:: Information supplied ::

::::

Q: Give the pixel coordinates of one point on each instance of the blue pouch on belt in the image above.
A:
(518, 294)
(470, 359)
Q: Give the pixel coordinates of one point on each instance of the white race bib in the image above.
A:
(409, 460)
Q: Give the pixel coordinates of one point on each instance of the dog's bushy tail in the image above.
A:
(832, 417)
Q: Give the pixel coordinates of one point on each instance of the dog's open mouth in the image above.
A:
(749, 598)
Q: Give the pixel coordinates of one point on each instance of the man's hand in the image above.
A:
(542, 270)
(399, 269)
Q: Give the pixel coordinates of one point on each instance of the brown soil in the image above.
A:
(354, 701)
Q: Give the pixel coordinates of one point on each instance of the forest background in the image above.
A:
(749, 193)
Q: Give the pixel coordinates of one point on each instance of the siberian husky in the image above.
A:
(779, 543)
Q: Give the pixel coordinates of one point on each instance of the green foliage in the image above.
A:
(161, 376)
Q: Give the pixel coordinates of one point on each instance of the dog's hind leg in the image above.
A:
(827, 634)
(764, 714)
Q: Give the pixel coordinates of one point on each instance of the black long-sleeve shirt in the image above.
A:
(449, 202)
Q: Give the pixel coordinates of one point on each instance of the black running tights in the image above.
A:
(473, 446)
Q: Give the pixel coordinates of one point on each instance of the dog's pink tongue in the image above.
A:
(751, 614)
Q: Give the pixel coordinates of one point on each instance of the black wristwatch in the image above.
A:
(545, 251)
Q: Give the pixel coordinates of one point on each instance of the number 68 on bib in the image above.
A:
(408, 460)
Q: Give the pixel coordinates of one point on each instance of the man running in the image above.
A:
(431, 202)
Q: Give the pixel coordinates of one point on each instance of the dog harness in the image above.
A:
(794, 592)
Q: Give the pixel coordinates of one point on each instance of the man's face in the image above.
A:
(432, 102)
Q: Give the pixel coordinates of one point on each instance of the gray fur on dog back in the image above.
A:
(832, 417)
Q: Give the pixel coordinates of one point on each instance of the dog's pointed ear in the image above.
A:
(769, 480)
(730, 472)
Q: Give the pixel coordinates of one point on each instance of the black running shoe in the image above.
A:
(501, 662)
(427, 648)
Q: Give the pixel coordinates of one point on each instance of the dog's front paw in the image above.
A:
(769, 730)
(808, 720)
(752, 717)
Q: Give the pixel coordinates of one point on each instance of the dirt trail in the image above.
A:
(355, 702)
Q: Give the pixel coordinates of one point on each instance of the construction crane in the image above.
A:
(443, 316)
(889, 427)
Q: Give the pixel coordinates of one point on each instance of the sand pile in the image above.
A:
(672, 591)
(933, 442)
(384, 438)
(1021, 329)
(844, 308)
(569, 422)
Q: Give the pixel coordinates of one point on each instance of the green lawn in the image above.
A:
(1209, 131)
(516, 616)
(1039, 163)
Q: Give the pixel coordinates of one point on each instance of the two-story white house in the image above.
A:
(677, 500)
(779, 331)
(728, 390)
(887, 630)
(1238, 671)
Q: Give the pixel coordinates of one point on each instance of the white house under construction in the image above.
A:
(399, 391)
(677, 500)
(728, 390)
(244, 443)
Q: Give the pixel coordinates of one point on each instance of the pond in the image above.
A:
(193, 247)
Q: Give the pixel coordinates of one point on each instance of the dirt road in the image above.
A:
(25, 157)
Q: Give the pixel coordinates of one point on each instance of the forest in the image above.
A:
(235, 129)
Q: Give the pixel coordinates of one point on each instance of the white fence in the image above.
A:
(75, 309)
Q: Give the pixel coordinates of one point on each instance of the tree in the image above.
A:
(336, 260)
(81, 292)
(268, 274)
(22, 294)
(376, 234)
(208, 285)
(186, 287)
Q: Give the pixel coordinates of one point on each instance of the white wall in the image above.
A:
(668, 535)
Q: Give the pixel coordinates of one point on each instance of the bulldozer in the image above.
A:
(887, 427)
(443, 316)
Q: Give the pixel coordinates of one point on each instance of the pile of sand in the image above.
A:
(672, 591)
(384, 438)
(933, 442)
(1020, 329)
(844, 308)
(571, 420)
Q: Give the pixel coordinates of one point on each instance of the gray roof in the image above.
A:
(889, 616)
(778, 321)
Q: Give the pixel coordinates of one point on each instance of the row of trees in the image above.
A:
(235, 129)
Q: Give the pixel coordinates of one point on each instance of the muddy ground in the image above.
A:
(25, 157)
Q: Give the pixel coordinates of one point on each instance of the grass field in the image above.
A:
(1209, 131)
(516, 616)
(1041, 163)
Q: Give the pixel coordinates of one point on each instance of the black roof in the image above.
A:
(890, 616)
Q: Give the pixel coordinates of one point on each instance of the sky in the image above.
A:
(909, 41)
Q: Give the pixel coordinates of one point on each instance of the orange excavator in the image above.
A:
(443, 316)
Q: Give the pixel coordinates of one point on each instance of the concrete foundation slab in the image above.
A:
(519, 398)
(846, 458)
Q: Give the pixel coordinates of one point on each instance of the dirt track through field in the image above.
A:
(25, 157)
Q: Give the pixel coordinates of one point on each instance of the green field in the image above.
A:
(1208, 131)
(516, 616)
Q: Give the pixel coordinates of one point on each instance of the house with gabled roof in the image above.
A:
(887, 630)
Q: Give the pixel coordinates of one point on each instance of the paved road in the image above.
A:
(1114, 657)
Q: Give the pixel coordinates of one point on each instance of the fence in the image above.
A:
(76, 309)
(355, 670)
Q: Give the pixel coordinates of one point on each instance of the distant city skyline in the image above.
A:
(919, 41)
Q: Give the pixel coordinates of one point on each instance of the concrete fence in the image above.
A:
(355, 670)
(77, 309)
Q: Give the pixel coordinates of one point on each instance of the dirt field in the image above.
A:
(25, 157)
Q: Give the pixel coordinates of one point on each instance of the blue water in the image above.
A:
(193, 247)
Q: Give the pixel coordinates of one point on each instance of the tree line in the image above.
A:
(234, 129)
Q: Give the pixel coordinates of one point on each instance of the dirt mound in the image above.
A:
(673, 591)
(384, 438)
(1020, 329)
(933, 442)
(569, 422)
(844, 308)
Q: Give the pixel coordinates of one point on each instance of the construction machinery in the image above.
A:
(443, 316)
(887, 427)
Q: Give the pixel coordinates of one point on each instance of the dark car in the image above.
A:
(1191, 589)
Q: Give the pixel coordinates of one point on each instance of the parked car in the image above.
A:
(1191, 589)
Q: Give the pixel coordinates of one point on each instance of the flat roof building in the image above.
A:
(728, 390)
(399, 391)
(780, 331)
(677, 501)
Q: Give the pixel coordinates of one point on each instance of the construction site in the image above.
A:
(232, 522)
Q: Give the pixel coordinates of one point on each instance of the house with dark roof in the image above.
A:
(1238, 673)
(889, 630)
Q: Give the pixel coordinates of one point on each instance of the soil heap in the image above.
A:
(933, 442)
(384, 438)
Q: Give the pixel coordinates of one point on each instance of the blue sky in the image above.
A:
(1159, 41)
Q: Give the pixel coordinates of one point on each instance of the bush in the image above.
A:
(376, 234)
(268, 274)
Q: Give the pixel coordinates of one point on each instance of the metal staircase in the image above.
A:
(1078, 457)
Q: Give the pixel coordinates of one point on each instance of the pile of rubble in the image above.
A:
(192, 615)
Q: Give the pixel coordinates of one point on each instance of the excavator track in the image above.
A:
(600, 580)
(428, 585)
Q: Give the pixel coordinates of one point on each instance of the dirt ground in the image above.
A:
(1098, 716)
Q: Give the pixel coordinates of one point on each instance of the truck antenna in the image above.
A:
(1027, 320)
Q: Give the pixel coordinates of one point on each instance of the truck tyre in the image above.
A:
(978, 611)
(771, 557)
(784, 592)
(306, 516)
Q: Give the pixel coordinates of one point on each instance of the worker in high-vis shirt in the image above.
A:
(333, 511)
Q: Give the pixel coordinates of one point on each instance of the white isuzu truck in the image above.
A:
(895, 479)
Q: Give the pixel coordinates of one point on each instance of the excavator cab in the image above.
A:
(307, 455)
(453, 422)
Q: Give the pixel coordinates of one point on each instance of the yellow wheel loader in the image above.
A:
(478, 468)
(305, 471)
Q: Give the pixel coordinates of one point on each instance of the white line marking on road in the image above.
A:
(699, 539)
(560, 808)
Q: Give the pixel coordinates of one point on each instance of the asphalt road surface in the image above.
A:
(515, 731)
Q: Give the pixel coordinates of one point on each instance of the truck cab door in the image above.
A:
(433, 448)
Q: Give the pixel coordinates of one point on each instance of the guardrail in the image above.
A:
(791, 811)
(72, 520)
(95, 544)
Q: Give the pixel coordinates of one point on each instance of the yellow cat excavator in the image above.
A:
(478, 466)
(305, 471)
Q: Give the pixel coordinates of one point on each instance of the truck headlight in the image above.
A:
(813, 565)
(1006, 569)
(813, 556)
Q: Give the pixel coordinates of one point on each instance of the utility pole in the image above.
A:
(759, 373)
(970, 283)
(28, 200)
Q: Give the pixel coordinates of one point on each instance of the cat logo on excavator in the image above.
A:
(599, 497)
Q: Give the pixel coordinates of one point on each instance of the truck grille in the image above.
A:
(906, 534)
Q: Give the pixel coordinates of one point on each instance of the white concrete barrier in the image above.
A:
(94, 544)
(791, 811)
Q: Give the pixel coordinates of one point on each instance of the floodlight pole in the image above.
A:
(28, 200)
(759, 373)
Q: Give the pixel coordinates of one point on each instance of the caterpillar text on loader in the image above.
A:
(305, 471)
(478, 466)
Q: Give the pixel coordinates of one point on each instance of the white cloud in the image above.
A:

::::

:: Task item ::
Go through the listing above, and whenever a line holds the word "construction", copy it.

:: Result of the exercise ::
Q: Give the pixel coordinates of one point on each instance of the construction crane in the image above.
Q: Give the pixel coordinates of one point on each instance of the white house under construction in the image above.
Q: Give the pixel coordinates of one point on each instance of the construction machinery in the image above.
Q: Give the pixel coordinates of one point on each instance of the construction site in the image above.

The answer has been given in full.